TASK TO CARRY OUT
Copy out the entire STM32 post below word for word, leaving nothing out.

DOCUMENT
Motivation
Getting into embedded systems has always seemed a daunting task for myself, even after so many years of relatively low-level development and reverse engineering on Intel x86/x64 platforms. I decided to start with purchasing four STM32 microcomputer units (MCU) for a fairly inexpensive price, just under the assumption that I may break something more than once.
I've had very little experience working with ARM-based systems, so to begin my task of constructing, debugging, and extending an elementary firmware (whose functionality I haven't even really ascertained yet,) it feels as a shot in the deep dark to undertake this exercise. Nonetheless, like many other untethered ambitions I've pursued, I will try my best to achieve something of value, especially as this project exposes the veil between electronics and system development that I have wanted to pierce early into my hobbyist career.
Why this particular MCU?
Initially: no reason.
The STM32F10x series start from low-power cost-effective, and range up to devices which support more components and bandwidth in terms of flash and memory. In the case of my MCU, the difference between the STM32F103Cxxx variants appears to be increasing flash/memory capacity. Even the lowest end MCU in this family would be fine. To the benefit of, and for the purpose of learning, an increasingly constrained environment is ideal for learning how to optimise and manage resources.

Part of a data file
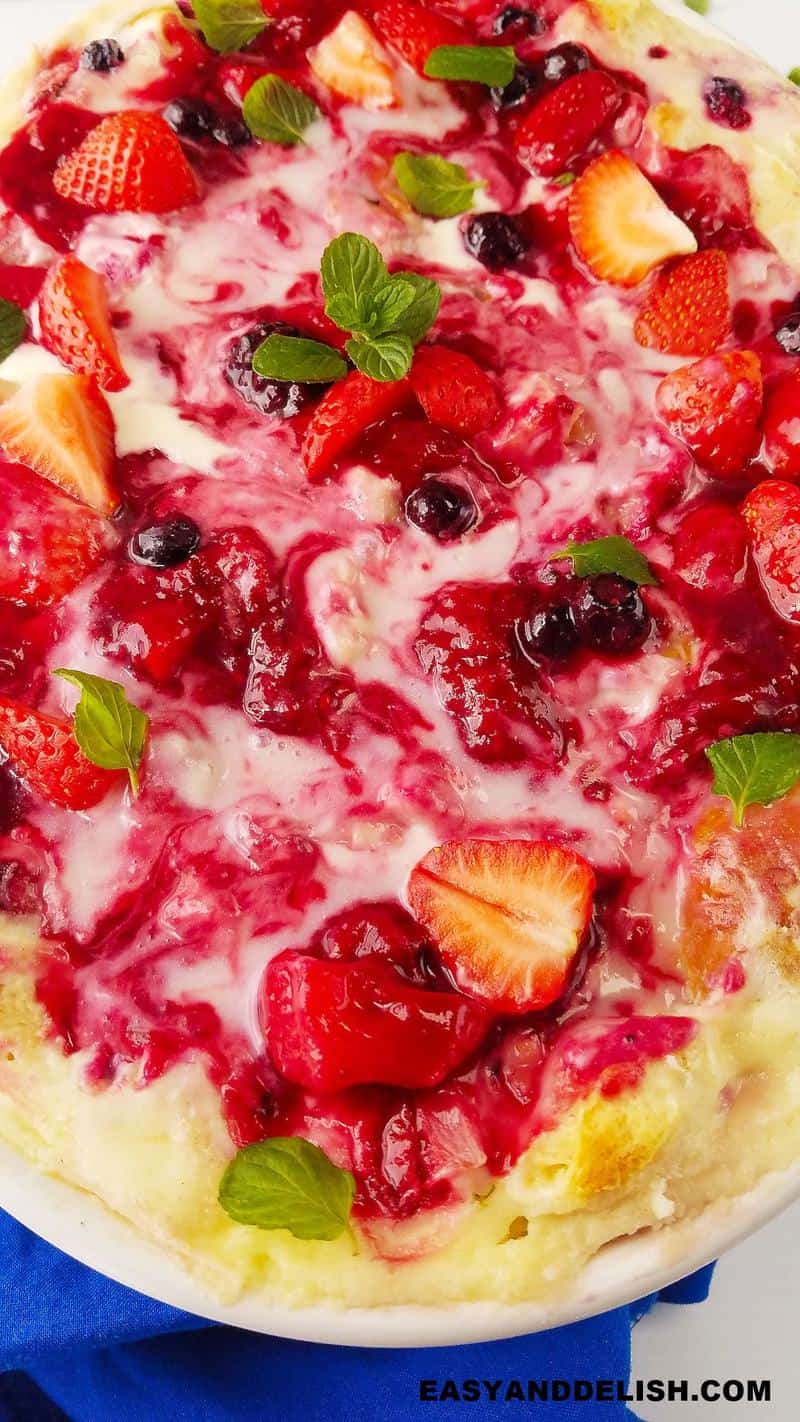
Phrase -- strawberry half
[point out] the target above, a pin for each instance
(46, 755)
(559, 130)
(688, 310)
(348, 408)
(61, 427)
(130, 162)
(715, 407)
(414, 31)
(772, 514)
(507, 917)
(618, 223)
(74, 323)
(351, 61)
(782, 425)
(453, 391)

EXERCISE ANSWER
Motivation
Getting into embedded systems has always seemed a daunting task for myself, even after so many years of relatively low-level development and reverse engineering on Intel x86/x64 platforms. I decided to start with purchasing four STM32 microcomputer units (MCU) for a fairly inexpensive price, just under the assumption that I may break something more than once.
I've had very little experience working with ARM-based systems, so to begin my task of constructing, debugging, and extending an elementary firmware (whose functionality I haven't even really ascertained yet,) it feels as a shot in the deep dark to undertake this exercise. Nonetheless, like many other untethered ambitions I've pursued, I will try my best to achieve something of value, especially as this project exposes the veil between electronics and system development that I have wanted to pierce early into my hobbyist career.
Why this particular MCU?
Initially: no reason.
The STM32F10x series start from low-power cost-effective, and range up to devices which support more components and bandwidth in terms of flash and memory. In the case of my MCU, the difference between the STM32F103Cxxx variants appears to be increasing flash/memory capacity. Even the lowest end MCU in this family would be fine. To the benefit of, and for the purpose of learning, an increasingly constrained environment is ideal for learning how to optimise and manage resources.